OBJECTIVE
Please convert each line of the material below into a JSON list of strings, one string per line, with blank lines skipped and the pictures left out.

[Items for location identification]
○ ○ ○

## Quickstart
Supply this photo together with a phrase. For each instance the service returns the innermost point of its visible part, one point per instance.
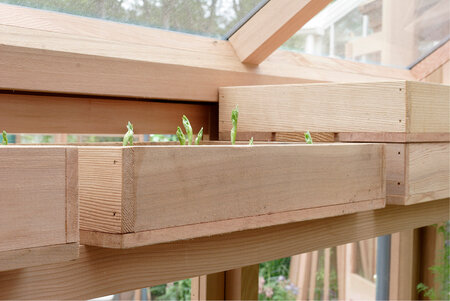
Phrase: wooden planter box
(141, 195)
(39, 205)
(412, 118)
(417, 172)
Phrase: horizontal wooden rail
(101, 271)
(70, 54)
(31, 113)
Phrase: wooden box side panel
(429, 107)
(180, 186)
(32, 197)
(100, 188)
(396, 173)
(428, 171)
(356, 107)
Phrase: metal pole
(383, 267)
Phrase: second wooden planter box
(134, 196)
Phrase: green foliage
(181, 136)
(199, 137)
(234, 118)
(128, 138)
(187, 125)
(5, 138)
(188, 128)
(273, 280)
(441, 270)
(179, 290)
(308, 138)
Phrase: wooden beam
(432, 62)
(100, 271)
(271, 26)
(71, 54)
(28, 113)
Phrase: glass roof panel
(388, 32)
(213, 18)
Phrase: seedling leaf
(188, 127)
(199, 137)
(308, 138)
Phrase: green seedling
(181, 136)
(199, 137)
(308, 138)
(128, 138)
(5, 138)
(234, 118)
(188, 127)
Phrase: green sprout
(181, 136)
(188, 127)
(199, 137)
(183, 139)
(5, 138)
(234, 118)
(128, 138)
(308, 138)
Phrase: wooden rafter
(100, 271)
(71, 54)
(432, 62)
(271, 26)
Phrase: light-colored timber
(271, 26)
(417, 172)
(402, 107)
(39, 198)
(63, 53)
(100, 271)
(128, 189)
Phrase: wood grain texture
(22, 113)
(33, 197)
(29, 257)
(145, 238)
(107, 58)
(271, 26)
(245, 181)
(417, 172)
(392, 107)
(100, 271)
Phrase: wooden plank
(432, 62)
(25, 113)
(417, 172)
(312, 275)
(391, 107)
(39, 199)
(326, 274)
(251, 181)
(33, 186)
(242, 283)
(107, 58)
(144, 238)
(271, 26)
(101, 271)
(28, 257)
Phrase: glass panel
(388, 32)
(212, 18)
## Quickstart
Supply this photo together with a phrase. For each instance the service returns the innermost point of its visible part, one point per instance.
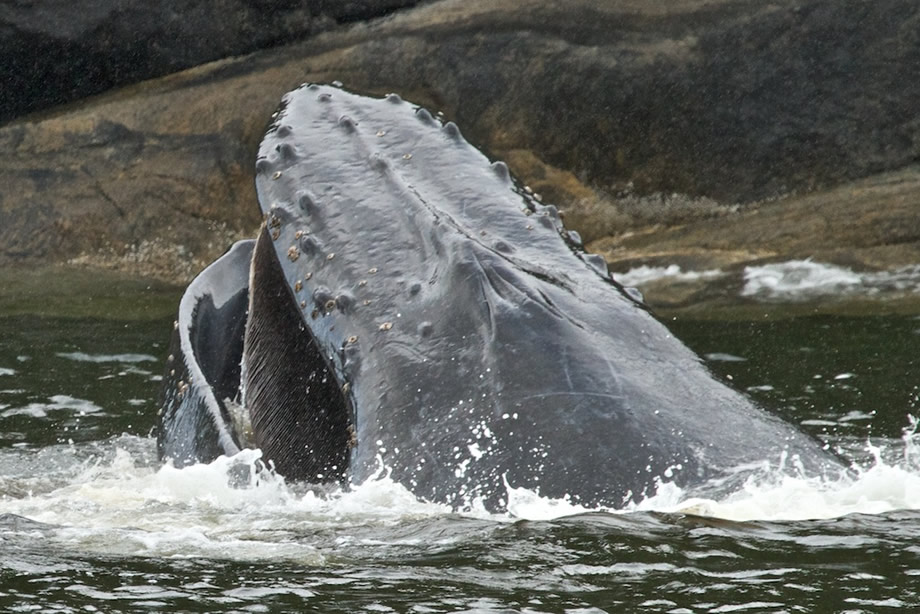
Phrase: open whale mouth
(244, 371)
(406, 301)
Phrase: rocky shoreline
(705, 134)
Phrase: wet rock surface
(55, 51)
(697, 133)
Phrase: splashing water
(236, 508)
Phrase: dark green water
(93, 524)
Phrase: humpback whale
(408, 304)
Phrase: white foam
(121, 358)
(58, 402)
(641, 275)
(127, 504)
(798, 279)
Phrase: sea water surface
(91, 522)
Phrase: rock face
(627, 114)
(55, 51)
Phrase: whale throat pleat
(299, 417)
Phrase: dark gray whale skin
(410, 307)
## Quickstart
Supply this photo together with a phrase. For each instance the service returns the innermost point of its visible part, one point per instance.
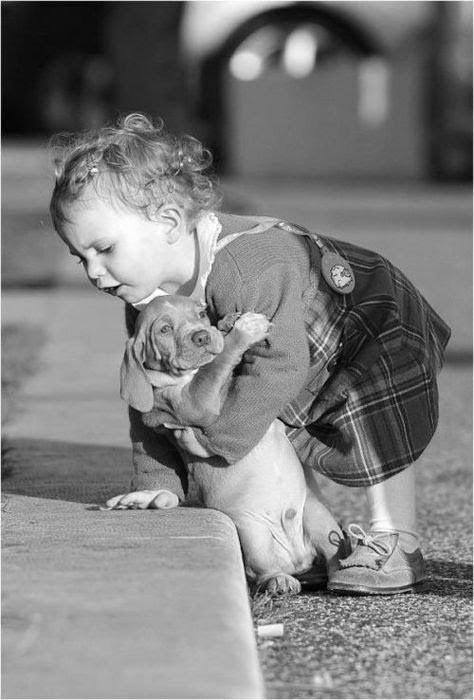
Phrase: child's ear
(174, 220)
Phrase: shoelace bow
(371, 541)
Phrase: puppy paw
(251, 328)
(280, 584)
(141, 500)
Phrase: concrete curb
(135, 604)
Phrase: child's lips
(111, 290)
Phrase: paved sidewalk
(105, 604)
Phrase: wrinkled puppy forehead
(173, 306)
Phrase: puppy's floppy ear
(135, 387)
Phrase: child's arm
(273, 372)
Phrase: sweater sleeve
(271, 373)
(156, 461)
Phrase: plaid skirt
(370, 405)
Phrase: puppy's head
(173, 334)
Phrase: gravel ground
(405, 646)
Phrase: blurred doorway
(306, 91)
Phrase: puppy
(176, 371)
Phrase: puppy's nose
(201, 338)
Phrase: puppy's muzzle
(201, 338)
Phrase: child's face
(123, 253)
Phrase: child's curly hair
(137, 163)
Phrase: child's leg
(392, 507)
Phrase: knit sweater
(349, 399)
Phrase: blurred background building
(317, 89)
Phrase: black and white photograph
(237, 449)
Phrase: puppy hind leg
(262, 566)
(321, 527)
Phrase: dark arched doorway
(269, 32)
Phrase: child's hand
(251, 328)
(187, 440)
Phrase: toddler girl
(351, 363)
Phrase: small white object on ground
(323, 679)
(267, 631)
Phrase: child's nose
(95, 269)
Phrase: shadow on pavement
(65, 471)
(449, 578)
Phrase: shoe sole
(348, 589)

○ ○ ○

WRITTEN ANSWER
[
  "## Quickstart",
  "Supply this photo together with a phrase. For each instance the service returns the innermost point of its visible part, one point per instance.",
  "Phrase: wooden planter box",
  "(141, 195)",
  "(39, 205)",
  "(412, 118)",
  "(417, 172)",
  "Phrase: horizontal wooden rail",
  "(101, 271)",
  "(70, 54)",
  "(31, 113)",
  "Phrase: wooden box side panel",
  "(429, 107)",
  "(180, 186)",
  "(32, 197)",
  "(100, 188)",
  "(396, 173)",
  "(428, 171)",
  "(356, 107)",
  "Phrase: metal pole",
  "(383, 267)",
  "Phrase: second wooden planter box",
  "(134, 196)",
  "Phrase: green foliage",
  "(181, 136)",
  "(199, 137)",
  "(234, 118)",
  "(128, 138)",
  "(187, 125)",
  "(5, 138)",
  "(188, 128)",
  "(273, 280)",
  "(441, 270)",
  "(179, 290)",
  "(308, 138)",
  "Phrase: wooden beam",
  "(432, 62)",
  "(100, 271)",
  "(271, 26)",
  "(71, 54)",
  "(28, 113)",
  "Phrase: glass roof panel",
  "(388, 32)",
  "(213, 18)",
  "Phrase: seedling leaf",
  "(188, 127)",
  "(199, 137)",
  "(308, 138)",
  "Phrase: green seedling",
  "(181, 136)",
  "(199, 137)",
  "(308, 138)",
  "(128, 138)",
  "(5, 138)",
  "(234, 118)",
  "(188, 127)",
  "Phrase: green sprout",
  "(181, 136)",
  "(188, 127)",
  "(199, 137)",
  "(183, 139)",
  "(5, 138)",
  "(234, 118)",
  "(128, 138)",
  "(308, 138)",
  "Phrase: wooden rafter",
  "(100, 271)",
  "(71, 54)",
  "(432, 62)",
  "(271, 26)",
  "Phrase: light-colored timber",
  "(271, 26)",
  "(417, 172)",
  "(402, 107)",
  "(39, 198)",
  "(63, 53)",
  "(100, 271)",
  "(128, 189)",
  "Phrase: wood grain texture",
  "(22, 113)",
  "(33, 197)",
  "(29, 257)",
  "(145, 238)",
  "(107, 58)",
  "(271, 26)",
  "(245, 181)",
  "(417, 172)",
  "(392, 107)",
  "(100, 271)",
  "Phrase: wooden plank",
  "(432, 62)",
  "(25, 113)",
  "(417, 172)",
  "(312, 275)",
  "(391, 107)",
  "(39, 199)",
  "(326, 274)",
  "(251, 181)",
  "(33, 186)",
  "(242, 283)",
  "(107, 58)",
  "(144, 238)",
  "(271, 26)",
  "(101, 271)",
  "(28, 257)",
  "Phrase: glass panel",
  "(388, 32)",
  "(212, 18)",
  "## Quickstart",
  "Supply this photo together with a phrase. For each instance the service returns the innermost point of its visible part, one point per instance.",
  "Phrase: open whale mouth",
  "(244, 371)",
  "(406, 301)",
  "Phrase: rocky shoreline",
  "(705, 134)",
  "Phrase: wet rock surface",
  "(55, 51)",
  "(697, 133)",
  "Phrase: splashing water",
  "(236, 508)",
  "Phrase: dark green water",
  "(93, 524)",
  "Phrase: humpback whale",
  "(408, 304)",
  "Phrase: white foam",
  "(121, 358)",
  "(58, 402)",
  "(641, 275)",
  "(127, 504)",
  "(798, 279)",
  "Phrase: sea water surface",
  "(91, 522)",
  "Phrase: rock face",
  "(627, 114)",
  "(55, 51)",
  "Phrase: whale throat pleat",
  "(299, 417)",
  "Phrase: dark gray whale skin",
  "(410, 307)",
  "## Quickstart",
  "Supply this photo together with a phrase. For each instance the service returns the innermost point of its visible part, one point per instance.",
  "Phrase: child's ear",
  "(174, 220)",
  "Phrase: shoelace bow",
  "(371, 541)",
  "Phrase: puppy paw",
  "(251, 328)",
  "(280, 584)",
  "(141, 500)",
  "Phrase: concrete curb",
  "(135, 604)",
  "Phrase: child's lips",
  "(111, 290)",
  "Phrase: paved sidewalk",
  "(105, 604)",
  "Phrase: wrinkled puppy forehead",
  "(173, 306)",
  "Phrase: puppy's floppy ear",
  "(135, 387)",
  "Phrase: child's arm",
  "(273, 372)",
  "Phrase: sweater sleeve",
  "(271, 373)",
  "(156, 461)",
  "Phrase: plaid skirt",
  "(370, 405)",
  "Phrase: puppy's head",
  "(173, 334)",
  "Phrase: gravel ground",
  "(405, 646)",
  "Phrase: blurred doorway",
  "(306, 91)",
  "Phrase: puppy",
  "(176, 371)",
  "Phrase: puppy's nose",
  "(201, 338)",
  "Phrase: puppy's muzzle",
  "(201, 338)",
  "Phrase: child's face",
  "(123, 253)",
  "Phrase: child's curly hair",
  "(137, 163)",
  "Phrase: child's leg",
  "(392, 507)",
  "Phrase: knit sweater",
  "(349, 399)",
  "Phrase: blurred background building",
  "(317, 89)",
  "Phrase: black and white photograph",
  "(237, 449)",
  "Phrase: puppy hind leg",
  "(262, 566)",
  "(321, 527)",
  "Phrase: dark arched doorway",
  "(269, 32)",
  "Phrase: child's hand",
  "(251, 328)",
  "(187, 440)",
  "Phrase: toddler girl",
  "(351, 363)",
  "Phrase: small white object on ground",
  "(323, 679)",
  "(267, 631)",
  "Phrase: child's nose",
  "(95, 269)",
  "Phrase: shadow on pavement",
  "(65, 471)",
  "(449, 578)",
  "Phrase: shoe sole",
  "(348, 589)"
]